Document
* START *

Department of Statistics, Virginia Tech

The tests presented here compare samples from multiple (first two and then many) populations and checks if they have the same distribution or not. A difference between these and, say, the methods based on contingency tables is that they use the entire sample, rather than a binarization of classification of the same into discrete categories. Therefore, they generally have higher power.

The test presented here is known both as the Mann–Whitney and Wilcoxon test, with each author presenting equivalent forms around the same time. It determines if two (ordinal) samples came from the same population.

The data consist of two (ordinal) random samples

\[ X_1, X_2, \dots, X_{n_x} \quad \quad Y_1, Y_2, \dots, Y_{n_y} \]

from two populations, or from a randomized set of two blocks from one population (under different treatments). We assume independent sampling, and mutual independence between the two samples.

The test works with the ranks, from 1 to \(N\), of those observations under the combined sample of size \(N = n_x + n_y\). Let \(R(X_i)\) and \(R(Y_i)\) denote the rank assigned to \(X_i\) and \(Y_i\) for all \(i\) and \(j\).

- If several sample values are equal to each other (tied), assign to each the average of the ranks that would have been assigned to them had there been no ties.

There are three **test statistics**, depending on the nature of the sample(s) and depending on how you wish to carry out the calculations for the test.

If there are no ties, or just a few ties, the sum of the ranks assigned to the sample from population 1 can be used as a test statistic.

\[ T = \sum_{i=1}^n R(X_i) \]

The distribution of this statistic was discussed at a high level in class; see ranks.R for a bespoke implementation. A slight modification of \(T\), namely \(T' = T - n_x(n_x + 1)/2\) has a so-called Wilcox-test distribution with parameters \(n_x\) and \(n_y\); for example see `? rwilcox`

in R.

If there are many ties, then we subtract off the mean from \(T\) and divide by its standard deviation to get

\[ T_1 = \frac{T - n_x \frac{N+1}{2}}{\sqrt{\frac{n_x n_y}{N(N-1)} \sum_{i=1}^N R_i^2 - \frac{n_x n_y(N+1)^2}{4(N-1)}}}, \]

where \(\sum_{i=1}^N R_i^2\) referrs to the sum of the squares of all \(N\) ranks or average ranks actually used in both samples. Then Central Limit Theorem says that \(T_1 \sim \mathcal{N}(0,1)\), asymtotically.

* END *

Dataset rows
* START *

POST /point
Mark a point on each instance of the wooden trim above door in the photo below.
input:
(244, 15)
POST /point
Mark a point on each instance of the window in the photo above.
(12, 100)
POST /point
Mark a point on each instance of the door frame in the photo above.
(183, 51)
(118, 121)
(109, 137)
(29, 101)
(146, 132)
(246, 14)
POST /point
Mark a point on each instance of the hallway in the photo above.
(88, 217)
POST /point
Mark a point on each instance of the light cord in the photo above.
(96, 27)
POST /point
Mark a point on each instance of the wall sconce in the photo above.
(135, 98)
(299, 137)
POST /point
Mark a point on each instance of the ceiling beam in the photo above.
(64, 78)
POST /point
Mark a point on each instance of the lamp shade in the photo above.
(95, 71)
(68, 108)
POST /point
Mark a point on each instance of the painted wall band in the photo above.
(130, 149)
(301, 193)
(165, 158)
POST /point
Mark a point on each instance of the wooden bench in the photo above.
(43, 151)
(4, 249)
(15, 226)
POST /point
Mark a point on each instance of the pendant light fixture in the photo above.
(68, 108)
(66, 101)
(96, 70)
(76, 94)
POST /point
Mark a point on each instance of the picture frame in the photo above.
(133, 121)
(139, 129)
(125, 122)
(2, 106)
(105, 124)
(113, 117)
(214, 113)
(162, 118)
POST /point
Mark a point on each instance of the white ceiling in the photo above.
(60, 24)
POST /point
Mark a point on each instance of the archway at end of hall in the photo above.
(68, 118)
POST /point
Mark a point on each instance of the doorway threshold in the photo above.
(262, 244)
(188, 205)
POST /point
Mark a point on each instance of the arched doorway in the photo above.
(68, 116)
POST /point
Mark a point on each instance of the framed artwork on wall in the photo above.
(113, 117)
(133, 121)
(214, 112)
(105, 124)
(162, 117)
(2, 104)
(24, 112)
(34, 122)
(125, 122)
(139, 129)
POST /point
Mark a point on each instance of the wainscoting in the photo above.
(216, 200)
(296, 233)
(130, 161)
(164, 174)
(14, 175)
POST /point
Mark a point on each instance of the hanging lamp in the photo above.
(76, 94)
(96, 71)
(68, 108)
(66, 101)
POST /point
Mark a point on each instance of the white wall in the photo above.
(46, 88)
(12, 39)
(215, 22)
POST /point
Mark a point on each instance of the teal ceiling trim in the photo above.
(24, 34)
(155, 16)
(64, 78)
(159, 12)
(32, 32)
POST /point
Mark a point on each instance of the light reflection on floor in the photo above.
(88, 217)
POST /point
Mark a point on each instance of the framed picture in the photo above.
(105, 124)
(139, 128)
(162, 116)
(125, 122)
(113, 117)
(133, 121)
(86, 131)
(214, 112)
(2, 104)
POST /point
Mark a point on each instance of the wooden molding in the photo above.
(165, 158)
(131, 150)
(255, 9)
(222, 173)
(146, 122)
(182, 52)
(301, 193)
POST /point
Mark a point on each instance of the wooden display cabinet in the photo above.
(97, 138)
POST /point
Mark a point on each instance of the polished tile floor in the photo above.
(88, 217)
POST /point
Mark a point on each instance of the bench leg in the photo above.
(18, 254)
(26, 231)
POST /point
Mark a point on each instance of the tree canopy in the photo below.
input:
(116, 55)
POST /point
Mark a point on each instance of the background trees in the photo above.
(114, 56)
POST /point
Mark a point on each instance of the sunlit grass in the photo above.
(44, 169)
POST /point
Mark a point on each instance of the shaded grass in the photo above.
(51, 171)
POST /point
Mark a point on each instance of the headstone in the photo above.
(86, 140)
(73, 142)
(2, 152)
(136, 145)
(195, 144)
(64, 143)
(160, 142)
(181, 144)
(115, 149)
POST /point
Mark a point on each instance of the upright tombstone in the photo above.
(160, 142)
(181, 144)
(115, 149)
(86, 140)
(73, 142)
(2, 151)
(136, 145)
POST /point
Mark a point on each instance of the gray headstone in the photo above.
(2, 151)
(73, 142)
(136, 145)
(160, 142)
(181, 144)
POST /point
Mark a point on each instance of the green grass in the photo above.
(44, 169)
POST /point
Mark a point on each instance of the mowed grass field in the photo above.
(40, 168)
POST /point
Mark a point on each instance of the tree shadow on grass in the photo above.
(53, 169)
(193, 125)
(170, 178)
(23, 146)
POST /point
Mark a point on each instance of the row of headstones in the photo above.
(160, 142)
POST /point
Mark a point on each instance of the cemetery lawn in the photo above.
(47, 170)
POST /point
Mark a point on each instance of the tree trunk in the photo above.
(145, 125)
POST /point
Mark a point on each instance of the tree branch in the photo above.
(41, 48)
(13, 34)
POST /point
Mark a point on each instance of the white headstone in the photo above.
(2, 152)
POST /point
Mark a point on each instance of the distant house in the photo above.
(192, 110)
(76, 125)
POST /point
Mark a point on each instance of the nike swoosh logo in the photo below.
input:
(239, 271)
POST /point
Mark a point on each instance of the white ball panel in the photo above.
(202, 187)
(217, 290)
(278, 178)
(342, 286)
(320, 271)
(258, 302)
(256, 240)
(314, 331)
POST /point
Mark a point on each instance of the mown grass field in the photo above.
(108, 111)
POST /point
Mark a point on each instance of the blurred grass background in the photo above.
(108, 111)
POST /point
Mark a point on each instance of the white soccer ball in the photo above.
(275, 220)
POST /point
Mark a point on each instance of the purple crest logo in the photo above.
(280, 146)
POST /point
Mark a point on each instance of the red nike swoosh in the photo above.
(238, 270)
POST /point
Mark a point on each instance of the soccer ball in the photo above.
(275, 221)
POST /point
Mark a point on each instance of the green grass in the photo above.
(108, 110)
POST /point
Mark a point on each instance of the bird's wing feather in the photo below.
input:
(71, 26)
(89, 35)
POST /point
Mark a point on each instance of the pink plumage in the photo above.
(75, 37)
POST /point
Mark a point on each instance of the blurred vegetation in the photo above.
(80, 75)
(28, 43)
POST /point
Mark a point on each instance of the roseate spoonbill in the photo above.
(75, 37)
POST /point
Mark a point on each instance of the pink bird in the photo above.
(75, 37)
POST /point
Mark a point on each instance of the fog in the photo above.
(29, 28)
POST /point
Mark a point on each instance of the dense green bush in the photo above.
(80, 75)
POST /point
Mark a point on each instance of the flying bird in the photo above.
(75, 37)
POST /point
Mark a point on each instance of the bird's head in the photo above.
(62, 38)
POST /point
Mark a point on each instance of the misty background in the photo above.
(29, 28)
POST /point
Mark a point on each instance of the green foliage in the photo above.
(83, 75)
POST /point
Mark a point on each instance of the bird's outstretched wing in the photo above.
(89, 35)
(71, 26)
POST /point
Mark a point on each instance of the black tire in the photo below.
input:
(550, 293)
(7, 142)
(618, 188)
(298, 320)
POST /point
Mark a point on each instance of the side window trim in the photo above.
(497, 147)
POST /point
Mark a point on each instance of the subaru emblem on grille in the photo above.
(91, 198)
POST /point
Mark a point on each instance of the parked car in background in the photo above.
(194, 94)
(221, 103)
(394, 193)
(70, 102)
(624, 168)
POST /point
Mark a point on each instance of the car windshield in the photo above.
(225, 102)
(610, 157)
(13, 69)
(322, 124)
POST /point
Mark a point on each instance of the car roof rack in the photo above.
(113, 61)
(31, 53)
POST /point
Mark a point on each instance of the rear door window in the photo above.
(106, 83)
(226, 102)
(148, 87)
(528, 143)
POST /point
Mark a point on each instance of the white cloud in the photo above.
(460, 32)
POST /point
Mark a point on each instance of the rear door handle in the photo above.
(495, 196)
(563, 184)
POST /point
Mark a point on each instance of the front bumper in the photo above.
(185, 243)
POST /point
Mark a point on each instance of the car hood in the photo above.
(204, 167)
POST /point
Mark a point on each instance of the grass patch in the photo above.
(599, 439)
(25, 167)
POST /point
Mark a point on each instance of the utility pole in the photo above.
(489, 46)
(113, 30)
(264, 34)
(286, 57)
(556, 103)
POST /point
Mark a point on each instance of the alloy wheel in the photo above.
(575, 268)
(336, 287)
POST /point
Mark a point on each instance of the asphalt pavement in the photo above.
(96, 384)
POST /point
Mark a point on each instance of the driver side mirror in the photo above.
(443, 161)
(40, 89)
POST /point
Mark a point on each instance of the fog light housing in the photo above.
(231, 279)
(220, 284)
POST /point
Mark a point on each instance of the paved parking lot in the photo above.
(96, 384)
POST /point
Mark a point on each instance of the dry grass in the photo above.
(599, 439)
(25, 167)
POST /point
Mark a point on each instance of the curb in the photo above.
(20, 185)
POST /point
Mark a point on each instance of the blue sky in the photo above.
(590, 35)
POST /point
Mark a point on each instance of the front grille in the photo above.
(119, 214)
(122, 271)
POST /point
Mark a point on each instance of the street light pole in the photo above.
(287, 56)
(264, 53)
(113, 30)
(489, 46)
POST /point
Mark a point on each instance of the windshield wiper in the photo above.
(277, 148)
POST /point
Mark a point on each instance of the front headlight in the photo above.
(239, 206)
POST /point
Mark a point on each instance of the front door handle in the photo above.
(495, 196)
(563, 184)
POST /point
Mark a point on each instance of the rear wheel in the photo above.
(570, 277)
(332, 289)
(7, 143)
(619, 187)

* END *

Stated problem
Could you continue the Mann–Whitney test notes above, starting right after their last sentence?

Expected answer
We have the usual three types of test: two-tailed, lower-tailed and upper-tailed, by which to compare the distribution functions \(F_X\) and \(F_Y\).

For a **two-tailed** test, we have

\[ \begin{aligned} \mathcal{H}_0 &: \; F_X(x) = F_Y(x) \; \mbox{ for all $x$} \\ \mathcal{H}_1 &: \; F_X(x) \ne F_Y(x) \; \mbox{ for some $x$}. \end{aligned} \]

When using the \(T'\) statistic, via the observed value \(t'\) when there are few ties, the \(p\)-value may be calculated as

\[ \varphi = 2 \left\{ \begin{array}{ll} \mathbb{P}(T' \geq t'-1) & \mbox{ if } t' > \frac{n_x n_y}{2}, \mbox{ i.e., above the null mean} \\ \mathbb{P}(T' \leq t') & \mbox{otherwise} \end{array} \right. \]

When using \(T_1\), via observed \(t_1\), the normal approximation gives

\[ \varphi = 2 \min \{ \mathbb{P}(T_1 \leq t_1), \mathbb{P}(T_1 \geq t_1)\}. \]

For a **lower-tailed** test the hypotheses are

\[ \begin{aligned} \mathcal{H}_0 &: \; F_X(x) \leq F_Y(x) \quad \mbox{ or equivalenty } \quad \mathbb{E}\{X\} \geq \mathbb{E} \{Y\}. \\ \mathcal{H}_1 &: \; F_X(x) > F_Y(x) \quad \mbox{ or equivalenty } \quad \mathbb{E}\{X\} < \mathbb{E} \{Y\}. \end{aligned} \]

This is a little confusing because the form of the hypotheses look opposite of other lower-tailed tests, which is why the explanation in terms of expectations is helpful. If, at a particular value \(x\), one distribution \(F_X(x)\) is lower than \(F_Y(x)\), then most of the distribution of \(X\) is to the *left* of \(Y\)’s.

Using \(T'\) tor \(T_1\), the \(p\)-value may be calculated as

\[ \varphi = \mathbb{P}(T' \leq t') \quad \mbox{ or } \quad \varphi = \mathbb{P}(T_1 \leq t_1). \]

Reversing things, for an **upper-tailed** test, the hypotheses are

\[ \begin{aligned} \mathcal{H}_0 &: \; F_X(x) \geq F_Y(x) \quad \mbox{ or equivalenty } \quad \mathbb{E}\{X\} \leq \mathbb{E} \{Y\}. \\ \mathcal{H}_1 &: \; F_X(x) < F_Y(x) \quad \mbox{ or equivalenty } \quad \mathbb{E}\{X\} > \mathbb{E} \{Y\}. \end{aligned} \]

Using \(T'\) tor \(T_1\), the \(p\)-value may be calculated as

\[ \varphi = \mathbb{P}(T' \geq t'-1) \quad \mbox{ or } \quad \varphi = \mathbb{P}(T_1 \geq t_1). \]

Metro is one of few transit systems that still produces fare tokens. After their survey, they found that a significant number Washington passengers still use fare tokens, but not Virginia passengers. To validate this, the total number of tokens used in a sample of DC fare boxes versus Virginia fare boxes were compared after six months. At \(\alpha = 0.05\), is there enough evidence supporting the claim that less tokens are used on Virginia routes than on Washington DC bus routes?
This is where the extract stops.